Questo ferma a Parma, signorina? Sì, certo, è il capolinea. Cos’è il capolinea? Provo a spiegarglielo, mentre un’affannata e grassoccia signora ucraina sale sul treno. Questo va a Piacenza? Certo signora, io scendo lì.

Devono avermi scambiata per il centro informazioni, mi subissano di domande. Mi armo di pazienza e rispondo a tutte quelle a cui posso rispondere. Adoro questa educazione, questa estrema umiltà e cordialità di altri tempi. Sono molto più grandi di me, ma continuano a rivolgersi con un ossequioso “lei”, e io ricambio, ricambio con molta più spontaneità di quella che uso nel dare del lei a quel tamarro di prima, che non era tamarro per il petto villoso ma per quell’animo torbido e inquietante.

Siamo a cinque minuti da Piacenza, arriva un isterico controllore sulla quarantina. Si scaglia contro ritegno contro la povera signora ucraina, le dice che non ha obliterato il biglietto e che per questo dovrebbe pagare la multa. Lei prova a spiegare, ma lui continua a urlarle contro.

════════

[Sfida a]:
Trascrivi tutte le righe dei record di etichettatura delle coordinate sotto forma di elenco numerato, tralasciando le righe vuote.

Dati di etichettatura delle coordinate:
════════

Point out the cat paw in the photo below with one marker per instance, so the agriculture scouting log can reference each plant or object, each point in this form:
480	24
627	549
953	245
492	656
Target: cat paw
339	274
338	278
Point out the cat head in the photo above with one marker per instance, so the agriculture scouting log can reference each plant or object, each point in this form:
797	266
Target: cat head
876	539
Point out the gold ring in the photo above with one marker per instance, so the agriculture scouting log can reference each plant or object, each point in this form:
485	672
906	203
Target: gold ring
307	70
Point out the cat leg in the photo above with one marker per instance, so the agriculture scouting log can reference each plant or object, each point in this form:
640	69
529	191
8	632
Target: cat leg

════════

[Sfida b]:
Riassumi in due frasi il racconto del viaggio in treno.

[Risposta finale a]:
1. Point out the cat paw in the photo below with one marker per instance, so the agriculture scouting log can reference each plant or object, each point in this form:
2. 480	24
3. 627	549
4. 953	245
5. 492	656
6. Target: cat paw
7. 339	274
8. 338	278
9. Point out the cat head in the photo above with one marker per instance, so the agriculture scouting log can reference each plant or object, each point in this form:
10. 797	266
11. Target: cat head
12. 876	539
13. Point out the gold ring in the photo above with one marker per instance, so the agriculture scouting log can reference each plant or object, each point in this form:
14. 485	672
15. 906	203
16. Target: gold ring
17. 307	70
18. Point out the cat leg in the photo above with one marker per instance, so the agriculture scouting log can reference each plant or object, each point in this form:
19. 640	69
20. 529	191
21. 8	632
22. Target: cat leg

[Risposta finale b]:
Sul treno alcuni passeggeri, tra cui una signora ucraina diretta a Piacenza, sommergono di domande chi racconta, che risponde con pazienza e apprezza la loro educazione e cordialità d'altri tempi. A cinque minuti da Piacenza un controllore isterico si scaglia contro la signora ucraina perché non ha obliterato il biglietto e continua a urlarle contro mentre lei prova a spiegare.